**Challenge:**
Answer these from the IpNet documentation below:
(a) Which notation can IpNet parse network addresses from, and which RFC describes it?
(b) What does the trunc method return?
(c) In the example for new, which prefix length produces Err(PrefixLenError)?

**Given passage:**
Enum ipnet::IpNet

pub enum IpNet {
    V4(Ipv4Net),
    V6(Ipv6Net),
}

An IP network address, either IPv4 or IPv6.

This enum can contain either an Ipv4Net or an Ipv6Net. A From implementation is provided to convert these into an IpNet.

Textual representation

IpNet provides a FromStr implementation for parsing network addresses represented in CIDR notation. See IETF RFC 4632 for the CIDR notation.

Examples

use std::net::IpAddr;
use ipnet::IpNet;

let net: IpNet = "10.1.1.0/24".parse().unwrap();
assert_eq!(Ok(net.network()), "10.1.1.0".parse());

let net: IpNet = "fd00::/32".parse().unwrap();
assert_eq!(Ok(net.network()), "fd00::".parse());

Variants

V4(Ipv4Net)

V6(Ipv6Net)

Implementations

impl IpNet

pub fn new(ip: IpAddr, prefix_len: u8) -> Result<IpNet, PrefixLenError>

Creates a new IP network address from an IpAddr and prefix length.

Examples

use std::net::Ipv6Addr;
use ipnet::{IpNet, PrefixLenError};

let net = IpNet::new(Ipv6Addr::LOCALHOST.into(), 48);
assert!(net.is_ok());
 
let bad_prefix_len = IpNet::new(Ipv6Addr::LOCALHOST.into(), 129);
assert_eq!(bad_prefix_len, Err(PrefixLenError));

pub fn trunc(&self) -> IpNet

Returns a copy of the network with the address truncated to the prefix length.

**Data section:**
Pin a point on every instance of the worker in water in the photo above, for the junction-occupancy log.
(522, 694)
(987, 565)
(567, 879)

**The result:**
(a) CIDR notation, described in IETF RFC 4632.
(b) A copy of the network with the address truncated to the prefix length.
(c) 129.